What to do
A: Output the portion of the Stage 04 notebook below from "RAW_DIR.mkdir(parents=True, exist_ok=True)" up to and including "return dt.datetime.now().strftime(fmt)".
B: Using the Stage 04 notebook below, decide whether each statement holds: (i) the raw data folder sits at "data" then "raw" under the project root; (ii) the function save_raw_csv keeps the DataFrame index when writing the CSV file; (iii) validate_df requires at least five rows by default. Answer yes or no for each and quote the deciding words.
C: In the Stage 04 notebook below, which environment variable supplies the API key?

Selection
[Start]
# Stage 04 — Data Acquisition & Ingestion

In [24]:
import os, datetime as dt
from pathlib import Path

import pandas as pd
import requests
from bs4 import BeautifulSoup
from dotenv import load_dotenv

# Load .env if present
load_dotenv()
API_KEY = os.getenv("ALPHAVANTAGE_API_KEY", "")

# Project paths relative to repo root
ROOT = Path.cwd().parents[0] if Path.cwd().name == "notebooks" else Path.cwd()
RAW_DIR = (ROOT / "data" / "raw")
PROC_DIR = (ROOT / "data" / "processed")
RAW_DIR.mkdir(parents=True, exist_ok=True)
PROC_DIR.mkdir(parents=True, exist_ok=True)

def nowstamp(fmt="%Y%m%d-%H%M"):
    return dt.datetime.now().strftime(fmt)

def save_raw_csv(df: pd.DataFrame, kind: str, source: str, tag: str) -> Path:
    path = RAW_DIR / f"{kind}_{source}_{tag}_{nowstamp()}.csv"
    df.to_csv(path, index=False)
    print("Saved:", path)
    return path

def ensure_dtypes(df: pd.DataFrame, date_cols=None, float_cols=None, int_cols=None):
    df = df.copy()
    date_cols = date_cols or []
    float_cols = float_cols or []
    int_cols = int_cols or []
    for c in date_cols:
        if c in df.columns:
            df[c] = pd.to_datetime(df[c], errors="coerce")
    for c in float_cols:
        if c in df.columns:
            df[c] = pd.to_numeric(df[c], errors="coerce")
    for c in int_cols:
        if c in df.columns:
            df[c] = pd.to_numeric(df[c], errors="coerce").astype("Int64")
    return df

def validate_df(df: pd.DataFrame, required_cols: list[str], min_rows: int = 1, name: str = "df"):
    if df is None:
        raise ValueError(f"[{name}] is None")
    missing = [c for c in required_cols if c not in df.columns]
    if missing:
        raise ValueError(f"[{name}] missing columns: {missing}")
    if len(df) < min_rows:
        raise ValueError(f"[{name}] not enough rows: {len(df)} < {min_rows}")
    na = df[required_cols].isna().sum().to_dict()
    print(f"[{name}] OK — shape={df.shape} | NA(required)={na}")
[End]
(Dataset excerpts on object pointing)
[Start]
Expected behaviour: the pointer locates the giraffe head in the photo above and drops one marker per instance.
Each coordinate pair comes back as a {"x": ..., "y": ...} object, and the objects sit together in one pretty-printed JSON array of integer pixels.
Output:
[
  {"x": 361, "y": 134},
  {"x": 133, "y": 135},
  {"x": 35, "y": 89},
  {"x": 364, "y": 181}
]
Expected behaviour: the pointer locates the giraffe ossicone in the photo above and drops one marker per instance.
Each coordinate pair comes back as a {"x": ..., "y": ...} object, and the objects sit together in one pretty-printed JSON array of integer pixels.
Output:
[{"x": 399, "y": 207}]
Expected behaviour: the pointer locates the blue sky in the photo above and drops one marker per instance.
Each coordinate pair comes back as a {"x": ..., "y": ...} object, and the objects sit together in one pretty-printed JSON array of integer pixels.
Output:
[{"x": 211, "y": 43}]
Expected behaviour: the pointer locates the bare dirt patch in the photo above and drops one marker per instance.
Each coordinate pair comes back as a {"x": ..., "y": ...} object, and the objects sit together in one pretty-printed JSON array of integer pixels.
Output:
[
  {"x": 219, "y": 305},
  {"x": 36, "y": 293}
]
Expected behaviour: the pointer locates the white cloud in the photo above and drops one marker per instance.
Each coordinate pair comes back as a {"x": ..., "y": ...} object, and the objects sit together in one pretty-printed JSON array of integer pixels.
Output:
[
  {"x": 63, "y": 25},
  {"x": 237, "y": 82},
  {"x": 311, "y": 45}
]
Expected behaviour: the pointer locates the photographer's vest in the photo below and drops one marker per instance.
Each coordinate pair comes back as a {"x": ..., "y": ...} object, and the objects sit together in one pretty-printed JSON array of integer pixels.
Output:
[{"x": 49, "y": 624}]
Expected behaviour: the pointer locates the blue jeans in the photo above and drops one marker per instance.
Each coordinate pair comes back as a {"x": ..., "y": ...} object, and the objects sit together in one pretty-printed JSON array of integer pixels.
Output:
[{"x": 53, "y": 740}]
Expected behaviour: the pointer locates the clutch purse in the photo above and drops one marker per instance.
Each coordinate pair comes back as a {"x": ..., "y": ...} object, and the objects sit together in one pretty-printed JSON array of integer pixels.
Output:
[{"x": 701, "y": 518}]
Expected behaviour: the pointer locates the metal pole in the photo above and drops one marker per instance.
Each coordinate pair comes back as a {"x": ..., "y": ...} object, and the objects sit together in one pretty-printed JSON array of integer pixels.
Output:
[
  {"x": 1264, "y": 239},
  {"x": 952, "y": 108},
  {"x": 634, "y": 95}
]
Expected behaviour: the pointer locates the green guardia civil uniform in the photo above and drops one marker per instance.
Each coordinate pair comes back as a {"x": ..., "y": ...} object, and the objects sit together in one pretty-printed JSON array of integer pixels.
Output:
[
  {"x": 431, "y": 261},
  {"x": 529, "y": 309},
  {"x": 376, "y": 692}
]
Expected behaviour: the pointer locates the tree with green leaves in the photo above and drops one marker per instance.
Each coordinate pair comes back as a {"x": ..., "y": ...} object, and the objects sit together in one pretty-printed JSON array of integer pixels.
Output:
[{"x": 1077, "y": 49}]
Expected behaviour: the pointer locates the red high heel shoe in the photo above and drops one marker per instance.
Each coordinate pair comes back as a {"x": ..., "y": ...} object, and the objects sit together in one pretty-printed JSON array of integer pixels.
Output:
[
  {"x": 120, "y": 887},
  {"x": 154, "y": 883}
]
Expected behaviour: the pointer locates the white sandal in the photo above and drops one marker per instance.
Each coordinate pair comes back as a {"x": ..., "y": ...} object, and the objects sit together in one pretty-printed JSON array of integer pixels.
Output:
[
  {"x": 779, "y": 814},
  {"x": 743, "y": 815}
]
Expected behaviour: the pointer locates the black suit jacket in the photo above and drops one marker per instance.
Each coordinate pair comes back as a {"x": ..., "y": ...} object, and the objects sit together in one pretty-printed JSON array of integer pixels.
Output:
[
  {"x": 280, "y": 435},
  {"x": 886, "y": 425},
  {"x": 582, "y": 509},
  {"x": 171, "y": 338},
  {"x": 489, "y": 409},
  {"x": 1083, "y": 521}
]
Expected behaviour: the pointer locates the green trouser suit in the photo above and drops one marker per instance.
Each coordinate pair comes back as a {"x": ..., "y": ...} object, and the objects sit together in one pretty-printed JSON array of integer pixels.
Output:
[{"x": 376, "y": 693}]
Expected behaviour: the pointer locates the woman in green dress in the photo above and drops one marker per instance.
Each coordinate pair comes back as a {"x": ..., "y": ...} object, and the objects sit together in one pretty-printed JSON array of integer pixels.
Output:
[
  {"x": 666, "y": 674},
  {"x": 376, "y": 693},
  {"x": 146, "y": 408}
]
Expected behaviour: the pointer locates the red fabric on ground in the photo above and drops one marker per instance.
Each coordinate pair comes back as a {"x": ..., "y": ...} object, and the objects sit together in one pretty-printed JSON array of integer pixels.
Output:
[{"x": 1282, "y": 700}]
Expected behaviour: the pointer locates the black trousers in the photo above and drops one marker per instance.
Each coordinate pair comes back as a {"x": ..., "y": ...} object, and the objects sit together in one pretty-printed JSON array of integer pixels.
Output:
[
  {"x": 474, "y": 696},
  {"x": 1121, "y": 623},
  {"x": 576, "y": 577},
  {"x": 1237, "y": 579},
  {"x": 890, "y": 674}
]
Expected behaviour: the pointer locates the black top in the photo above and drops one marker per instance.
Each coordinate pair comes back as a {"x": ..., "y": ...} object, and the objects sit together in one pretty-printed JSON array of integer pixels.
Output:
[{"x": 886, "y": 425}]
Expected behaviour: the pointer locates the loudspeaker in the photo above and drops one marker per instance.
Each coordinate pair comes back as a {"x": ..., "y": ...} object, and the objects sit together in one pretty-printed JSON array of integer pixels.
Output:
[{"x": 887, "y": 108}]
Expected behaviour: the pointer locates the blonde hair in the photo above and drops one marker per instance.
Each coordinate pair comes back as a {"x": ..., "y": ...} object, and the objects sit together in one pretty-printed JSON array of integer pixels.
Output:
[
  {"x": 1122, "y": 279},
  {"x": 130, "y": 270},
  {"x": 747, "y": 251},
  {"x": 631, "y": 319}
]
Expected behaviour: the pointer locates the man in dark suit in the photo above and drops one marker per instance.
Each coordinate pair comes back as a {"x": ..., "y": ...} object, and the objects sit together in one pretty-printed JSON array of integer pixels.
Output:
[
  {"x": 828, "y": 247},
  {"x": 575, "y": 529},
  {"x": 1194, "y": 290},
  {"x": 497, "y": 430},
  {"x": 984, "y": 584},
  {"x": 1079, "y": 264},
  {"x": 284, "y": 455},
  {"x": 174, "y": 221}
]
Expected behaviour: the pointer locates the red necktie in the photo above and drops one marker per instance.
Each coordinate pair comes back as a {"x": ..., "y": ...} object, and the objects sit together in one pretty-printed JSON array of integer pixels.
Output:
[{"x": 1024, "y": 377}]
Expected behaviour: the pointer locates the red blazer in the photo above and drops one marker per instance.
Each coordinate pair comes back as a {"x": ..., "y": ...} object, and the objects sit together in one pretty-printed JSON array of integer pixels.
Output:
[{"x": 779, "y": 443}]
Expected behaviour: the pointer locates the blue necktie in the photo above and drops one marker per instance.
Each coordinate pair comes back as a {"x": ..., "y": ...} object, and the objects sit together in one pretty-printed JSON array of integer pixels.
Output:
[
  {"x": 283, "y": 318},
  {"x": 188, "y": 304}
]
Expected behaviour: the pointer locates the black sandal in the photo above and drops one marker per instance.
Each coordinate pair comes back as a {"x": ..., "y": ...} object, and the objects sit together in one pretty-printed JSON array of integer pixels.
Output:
[End]
Set of answers
A:
RAW_DIR.mkdir(parents=True, exist_ok=True)
PROC_DIR.mkdir(parents=True, exist_ok=True)

def nowstamp(fmt="%Y%m%d-%H%M"):
    return dt.datetime.now().strftime(fmt)

B:
(i) Yes: "RAW_DIR = (ROOT / "data" / "raw")"
(ii) No: "df.to_csv(path, index=False)"
(iii) No: "min_rows: int = 1"

C: ALPHAVANTAGE_API_KEY